REQUEST — Can you convert the lines below into a JSON list of strings, one string per line, with blank lines skipped and the pictures left out?
====== SUPPLIED ENTRIES ======
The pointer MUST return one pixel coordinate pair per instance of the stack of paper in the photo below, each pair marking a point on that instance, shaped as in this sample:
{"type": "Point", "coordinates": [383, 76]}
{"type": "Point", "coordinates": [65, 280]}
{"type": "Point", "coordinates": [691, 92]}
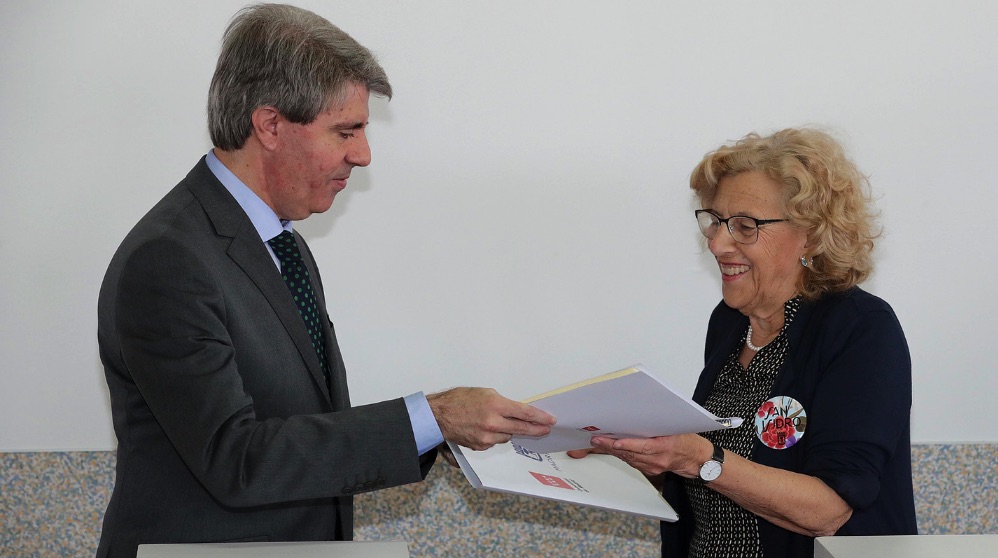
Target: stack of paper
{"type": "Point", "coordinates": [601, 481]}
{"type": "Point", "coordinates": [629, 403]}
======
EXPECTED ANSWER —
[
  "The pointer MUST return one pixel coordinate pair per instance of the stack of paper in the photo below, each pair marking a point on that instance, shaped as in this sample:",
  "{\"type\": \"Point\", \"coordinates\": [383, 76]}",
  "{\"type\": \"Point\", \"coordinates\": [65, 280]}",
  "{\"type\": \"Point\", \"coordinates\": [691, 92]}",
  "Target: stack of paper",
  "{\"type\": \"Point\", \"coordinates\": [601, 481]}",
  "{\"type\": \"Point\", \"coordinates\": [629, 403]}"
]